- PROBLEM:
Return each line of the listing below, unchanged, and omit the images.

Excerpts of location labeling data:
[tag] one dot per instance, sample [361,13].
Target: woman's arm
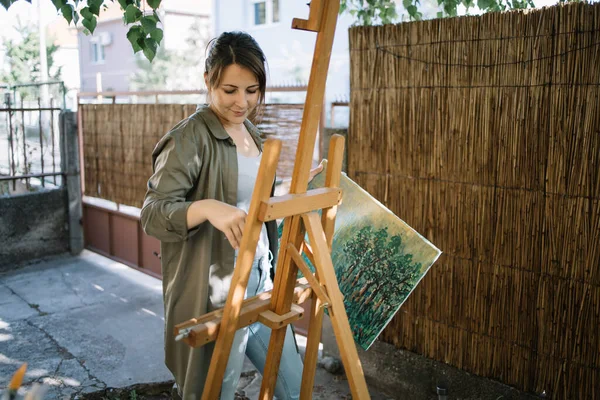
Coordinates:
[228,219]
[176,167]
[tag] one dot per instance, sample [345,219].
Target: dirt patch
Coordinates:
[141,391]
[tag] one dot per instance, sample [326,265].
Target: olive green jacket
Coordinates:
[196,160]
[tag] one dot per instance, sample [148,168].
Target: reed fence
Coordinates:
[118,140]
[483,133]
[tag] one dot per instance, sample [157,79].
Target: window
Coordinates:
[265,12]
[97,52]
[98,42]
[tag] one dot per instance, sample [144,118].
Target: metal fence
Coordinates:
[30,154]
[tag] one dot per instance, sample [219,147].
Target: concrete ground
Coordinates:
[87,323]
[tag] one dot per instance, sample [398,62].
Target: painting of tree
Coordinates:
[378,259]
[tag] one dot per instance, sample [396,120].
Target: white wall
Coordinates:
[289,52]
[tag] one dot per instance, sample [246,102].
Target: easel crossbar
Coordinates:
[294,204]
[197,332]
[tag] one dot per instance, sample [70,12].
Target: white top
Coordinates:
[247,173]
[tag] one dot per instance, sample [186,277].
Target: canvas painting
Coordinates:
[378,259]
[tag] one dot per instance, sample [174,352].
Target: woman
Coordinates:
[196,204]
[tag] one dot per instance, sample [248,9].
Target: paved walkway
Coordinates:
[88,323]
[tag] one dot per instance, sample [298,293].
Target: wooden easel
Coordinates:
[279,308]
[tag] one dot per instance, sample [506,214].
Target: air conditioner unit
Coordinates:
[105,38]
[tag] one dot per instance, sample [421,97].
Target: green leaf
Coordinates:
[94,6]
[67,12]
[132,14]
[59,4]
[86,13]
[148,23]
[412,11]
[154,4]
[157,34]
[90,23]
[150,48]
[136,37]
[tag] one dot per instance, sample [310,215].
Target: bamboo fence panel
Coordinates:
[119,140]
[483,133]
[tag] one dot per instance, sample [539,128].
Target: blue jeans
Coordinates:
[253,341]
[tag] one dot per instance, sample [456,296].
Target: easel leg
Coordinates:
[312,348]
[339,319]
[332,179]
[285,280]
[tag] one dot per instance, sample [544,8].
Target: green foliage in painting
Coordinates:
[368,262]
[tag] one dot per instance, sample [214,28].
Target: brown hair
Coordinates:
[236,48]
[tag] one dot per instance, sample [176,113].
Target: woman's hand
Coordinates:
[228,219]
[313,172]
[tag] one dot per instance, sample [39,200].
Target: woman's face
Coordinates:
[236,95]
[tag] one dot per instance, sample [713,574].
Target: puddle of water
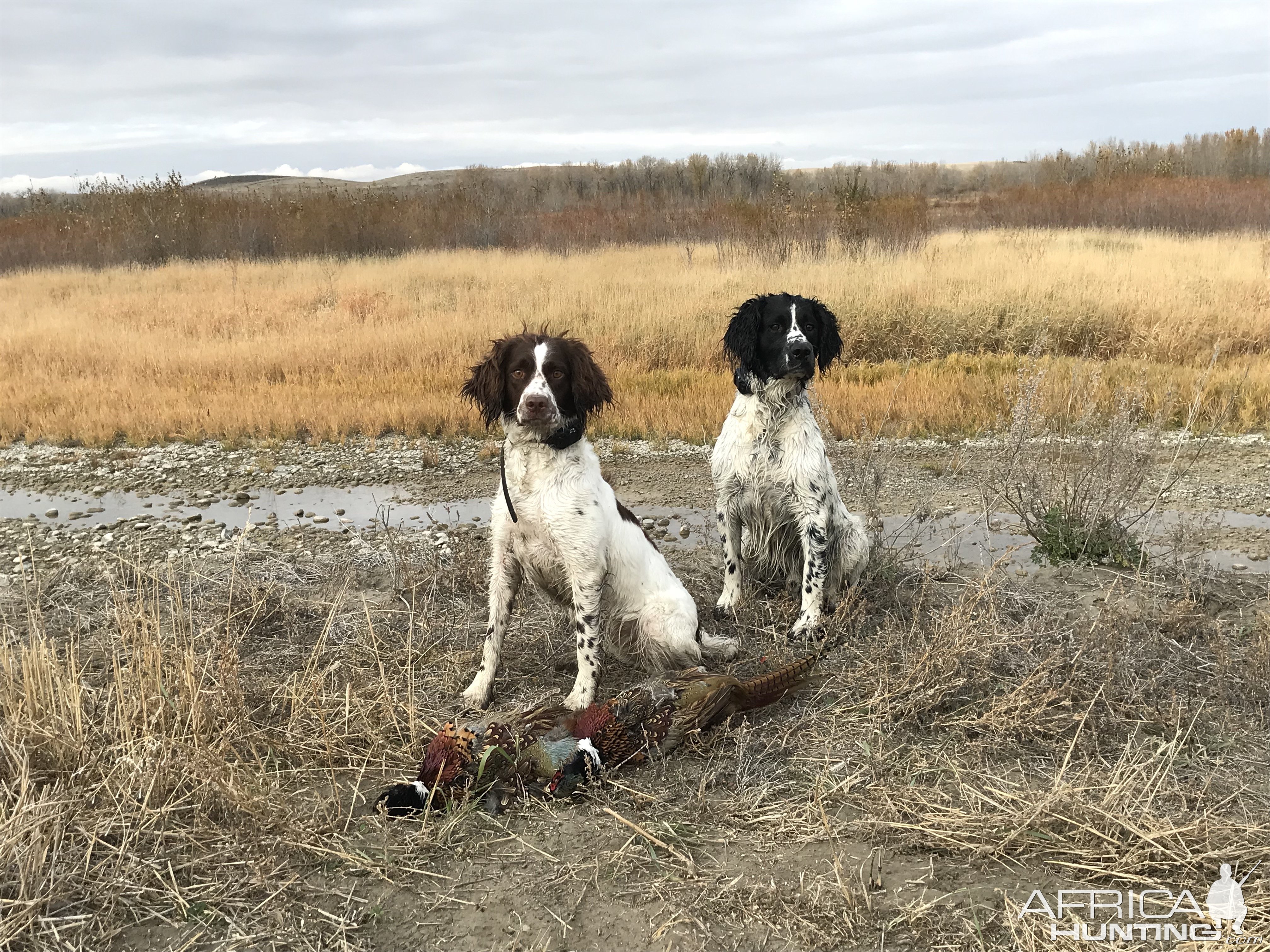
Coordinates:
[322,507]
[958,537]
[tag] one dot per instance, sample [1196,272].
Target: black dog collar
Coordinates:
[563,439]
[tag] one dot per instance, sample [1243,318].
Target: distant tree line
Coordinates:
[746,205]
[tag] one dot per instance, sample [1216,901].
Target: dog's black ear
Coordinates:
[741,339]
[487,382]
[828,341]
[591,390]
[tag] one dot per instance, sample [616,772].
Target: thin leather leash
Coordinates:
[562,440]
[507,497]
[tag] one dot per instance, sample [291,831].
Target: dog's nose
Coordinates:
[801,352]
[536,405]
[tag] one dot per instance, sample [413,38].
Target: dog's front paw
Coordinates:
[477,697]
[806,630]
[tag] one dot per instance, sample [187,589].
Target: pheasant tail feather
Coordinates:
[771,687]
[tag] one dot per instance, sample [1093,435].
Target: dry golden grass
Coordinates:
[331,348]
[187,755]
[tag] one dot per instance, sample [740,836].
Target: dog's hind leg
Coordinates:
[731,529]
[815,529]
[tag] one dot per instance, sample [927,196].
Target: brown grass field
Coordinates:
[188,753]
[329,348]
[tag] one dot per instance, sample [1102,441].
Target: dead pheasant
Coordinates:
[554,749]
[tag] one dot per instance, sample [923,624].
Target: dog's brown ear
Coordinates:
[591,390]
[487,384]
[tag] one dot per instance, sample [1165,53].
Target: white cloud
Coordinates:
[366,173]
[350,91]
[18,184]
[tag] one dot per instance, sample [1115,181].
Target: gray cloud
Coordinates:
[141,87]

- EXERCISE RESULT:
[tag] one dot per instance, sample [361,13].
Target: woman's arm
Coordinates:
[228,219]
[176,167]
[tag] one dot per instance, sample [345,219].
Target: dirt patch
Coordinates:
[141,391]
[tag] one dot per instance, sample [326,265].
Target: olive green jacket
Coordinates:
[196,160]
[tag] one dot per instance, sample [148,168].
Target: reed fence
Coordinates:
[118,140]
[483,133]
[tag] one dot per instance, sample [157,79].
Target: window
Coordinates:
[265,12]
[97,52]
[98,42]
[tag] one dot per instance, sample [144,118].
Target: metal fence
Coordinates:
[30,154]
[tag] one dot per instance, sample [219,147].
Target: concrete ground
Coordinates:
[87,323]
[tag] one dot per instance, sample [398,62].
Target: painting of tree
Coordinates:
[378,259]
[tag] one dot per instance, sample [396,120].
Target: white wall
Coordinates:
[289,52]
[tag] one dot per instance, sample [246,102].
Target: easel crossbar
Coordinates:
[294,204]
[197,332]
[tag] one dot per instance, sample [70,12].
Target: white top
Coordinates:
[247,173]
[tag] one dot per instance, sample [186,277].
Target: canvas painting
Coordinates:
[378,259]
[tag] one dot per instance, sample [174,352].
Target: woman
Coordinates:
[196,204]
[tag] one dot per instance, sample [248,9].
Target: paved walkway
Coordinates:
[88,323]
[tag] one dot per instance, sample [298,293].
Target: wooden easel
Coordinates:
[279,308]
[tag] one dot per instance, sample [506,214].
Target: air conditioner unit
Coordinates:
[105,38]
[tag] one dot per instance, sample [421,97].
Target: green leaf
Coordinates:
[94,6]
[67,12]
[132,14]
[59,4]
[86,13]
[148,23]
[412,11]
[154,4]
[157,34]
[90,23]
[150,48]
[136,37]
[tag] one dot per instance, sample [310,215].
Target: bamboo fence panel
Coordinates:
[119,140]
[483,133]
[tag] one dot per instance, sample [539,128].
Target: blue jeans
Coordinates:
[253,341]
[tag] one dot per instance, sample [456,296].
Target: easel leg
Coordinates:
[312,348]
[339,319]
[332,179]
[285,280]
[tag] one dot per instance, sample [544,8].
Target: green foliage in painting
Coordinates:
[368,262]
[tag] one dot per instance, sample [214,28].
Target: brown hair
Coordinates:
[236,48]
[tag] one dot per instance, sample [176,113].
Target: woman's hand
Coordinates:
[228,219]
[313,172]
[tag] one dot per instance, sample [39,200].
Target: woman's face
Coordinates:
[236,95]
[tag] one dot per instance, sample [713,574].
Target: puddle of water
Coordinates:
[322,507]
[958,537]
[tag] one dot per instance, sample [1196,272].
Target: black dog collar
Coordinates:
[563,439]
[tag] one dot per instance, sample [1243,318].
Target: distant tree line
Coordinates:
[746,205]
[tag] one dot per instance, sample [1216,901].
Target: dog's black ear
Coordinates:
[741,339]
[487,382]
[828,341]
[591,390]
[tag] one dot per instance, sample [616,772].
Target: thin leather leash
Coordinates:
[562,440]
[507,497]
[tag] one dot per instance, sample [291,831].
Target: dog's nose
Coordinates:
[801,352]
[536,405]
[tag] one dot per instance, sample [413,38].
Target: dog's front paw
Coordinates:
[477,697]
[806,630]
[tag] one dot per instance, sample [187,589].
Target: pheasant tail feather
Coordinates:
[771,687]
[tag] one dot per instance, sample [1093,435].
Target: dry golden grass
Coordinates:
[331,348]
[187,755]
[tag] one dot per instance, sample [740,836].
Target: dog's hind leg
Coordinates:
[731,529]
[815,529]
[tag] one dot per instance, sample [927,196].
Target: brown grass field
Coordinates:
[188,753]
[329,348]
[tag] one dot per instance, sample [1102,441].
Target: dead pheasant
Coordinates:
[554,749]
[tag] one dot per instance, sample [923,624].
Target: dog's brown ear
Coordinates:
[591,390]
[487,384]
[tag] one dot per instance, sample [1165,53].
Target: white cloud
Coordinates:
[366,173]
[350,91]
[18,184]
[tag] one dot per instance, sample [1115,181].
Target: gray cloud
Coordinates:
[141,87]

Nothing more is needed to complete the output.